> Activities
1) Output the part of the 5hmU sequencing text from "Standard unix tools" to "v1.0.1 (pysam 0.11.2.2)", copying it word for word.
2) Please pick up the 5hmU sequencing text after its last line and continue it.

> Study text
Software requirements

Essential:

Standard unix tools
FastQC v0.11.3
cutadapt v1.12
python v2.7.12. Libraries:
- os
- re
- sys
- string
bwa v0.7.15-r1140
samtools v1.3.1
pysamstats v1.0.1 (pysam 0.11.2.2)
bioawk v20110810
R v3.3.2. Libraries:
tableCat.py
bedtools v2.26.0
GAT
Picard tools v2.8.2
macs2 v2.1.1.20160309
mergePeaks.sh

Optional:

slurm cluster job scheduling system
lsf cluster job scheduling system

Tables

Trypanosoma brucei chromosome 2:

Single-base resolution 5hmU sites
Chemical-enrichment 5hmU regions

Single-base resolution 5hmU sites

Processing sequencing reads

Quality check

cd fastq
mkdir ../fastqc

for fq in *.fastq.gz
do
  bname=${fq%_L001_R1_001.fastq.gz}
  sbatch -J $bname -o ../fastqc/$bname.log --mem 4096 --wrap "fastqc --noextract --nogroup -q -o ../fastqc $fq"
done

Trim Illumina adaptors

mkdir ../fastq_trimmed

for fq in *.fastq.gz
do
  bname=${fq%_L001_R1_001.fastq.gz}
  sbatch -J $bname -o ../fastq_trimmed/$bname.log --mem 4096 --wrap "cutadapt -a AGATCGGAAGAGC -m 15 -q 20 -o ../fastq_trimmed/$fq $fq > ../fastq_trimmed/$bname.txt"

> Natural-language descriptions of regions
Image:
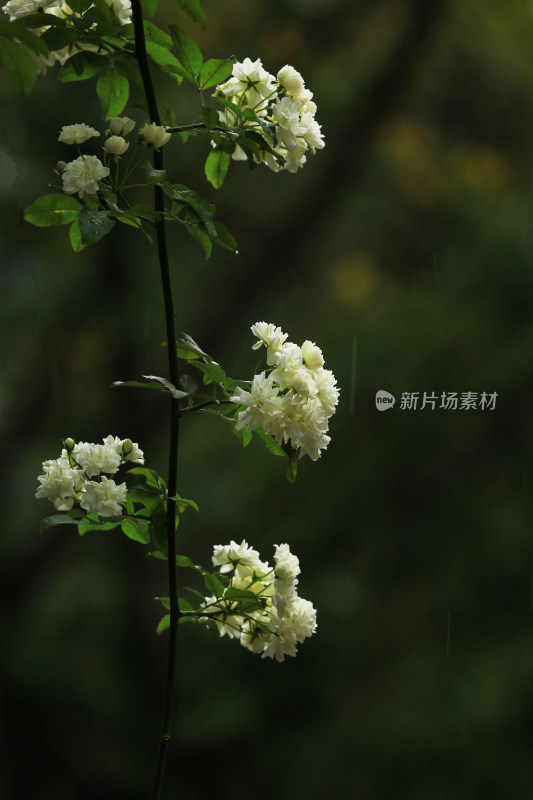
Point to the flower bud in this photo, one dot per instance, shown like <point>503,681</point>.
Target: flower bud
<point>121,126</point>
<point>116,145</point>
<point>312,355</point>
<point>155,135</point>
<point>291,80</point>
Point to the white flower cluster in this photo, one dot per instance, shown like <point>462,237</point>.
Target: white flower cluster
<point>282,100</point>
<point>82,174</point>
<point>293,401</point>
<point>67,479</point>
<point>22,8</point>
<point>283,620</point>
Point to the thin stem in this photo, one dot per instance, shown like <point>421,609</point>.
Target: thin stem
<point>140,51</point>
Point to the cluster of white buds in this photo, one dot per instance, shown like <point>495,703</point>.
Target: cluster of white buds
<point>279,619</point>
<point>294,399</point>
<point>70,478</point>
<point>156,135</point>
<point>82,175</point>
<point>282,101</point>
<point>16,9</point>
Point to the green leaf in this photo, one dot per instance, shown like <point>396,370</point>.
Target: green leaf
<point>94,225</point>
<point>292,469</point>
<point>113,91</point>
<point>13,30</point>
<point>95,525</point>
<point>150,475</point>
<point>146,212</point>
<point>52,209</point>
<point>137,530</point>
<point>155,34</point>
<point>183,504</point>
<point>197,230</point>
<point>244,435</point>
<point>81,66</point>
<point>165,59</point>
<point>209,117</point>
<point>154,175</point>
<point>185,561</point>
<point>187,344</point>
<point>19,64</point>
<point>40,20</point>
<point>149,7</point>
<point>163,625</point>
<point>79,6</point>
<point>158,533</point>
<point>75,237</point>
<point>57,38</point>
<point>194,9</point>
<point>224,237</point>
<point>215,71</point>
<point>188,52</point>
<point>270,442</point>
<point>154,382</point>
<point>216,167</point>
<point>203,209</point>
<point>214,584</point>
<point>56,519</point>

> Numbered responses
1)
Standard unix tools
FastQC v0.11.3
cutadapt v1.12
python v2.7.12. Libraries:
- os
- re
- sys
- string
bwa v0.7.15-r1140
samtools v1.3.1
pysamstats v1.0.1 (pysam 0.11.2.2)

2)
done

Alignment

Full genome conversion and indexing

Conversion:

ifile = open("reference/TriTrypDB-9.0_TbruceiTREU927_Genome.fasta", "r")
ilines = ifile.readlines()
ifile.close()

lines_t2c = []
lines_a2g = []

for line in ilines:
  if line.startswith(">"):
    line_t2c = line.split(" | ")[0] + "_TC\n"
    line_a2g = line.split(" | ")[0] + "_AG\n"
  else:
    line_t2c = line.replace("T", "C").replace("t", "C")
    line_a2g = line.replace("A", "G").replace("a", "G")
  lines_t2c.append(line_t2c)
  lines_a2g.append(line_a2g)

len(ilines) == len(lines_t2c) == len(lines_a2g) # True

ofile = open("reference/TriTrypDB-9.0_TbruceiTREU927_Genome.t2c.python.fasta", "w")
ofile.write("%s" % "".join(lines_t2c) + "".join(lines_a2g))
ofile.close()

Indexing:

bwa index reference/TriTrypDB-9.0_TbruceiTREU927_Genome.t2c.python.fasta

Read conversion

cd fastq_trimmed
mkdir ../fastq_trimmed_converted

for fq in *.fastq.gz
do
bname=`basename $fq`
zcat $fq \
| paste - - - - \
| python -c "import sys
n= 0
for line in sys.stdin:
    n+=1
    line= line.strip().split('\t')
    line[0]= '@' + str(n) + ':' + line[1]
    line[1]= line[1].replace('T', 'C').replace('t', 'c')
    print '\n'.join(line)
sys.stderr.write('N:' + str(n) + '\n')
" | gzip > ../fastq_trimmed_converted/${bname%%.*}.t2c.fastq.gz
done

Align

cd fastq_trimmed_converted
mkdir ../sam

for fq in *.fastq.gz
do
  bname=${fq%_R1_001.t2c.fastq.gz}
  sbatch -J $bname -o ../sam/$bname.log --mem 16384 --wrap "bwa mem -M -t 20 ../reference/TriTrypDB-9.0_TbruceiTREU927_Genome.t2c.python.fasta $fq > ../sam/$bname.sam"
done

Clean

cd sam

for sam in *.sam
do
bname=${sam%.sam}
nohup samtools view -h -F 2820 -q 10 $sam > $bname.clean.sam &
done

Rename chroms and fix sequence

import sys, string, re, os

all_files = os.listdir("sam/")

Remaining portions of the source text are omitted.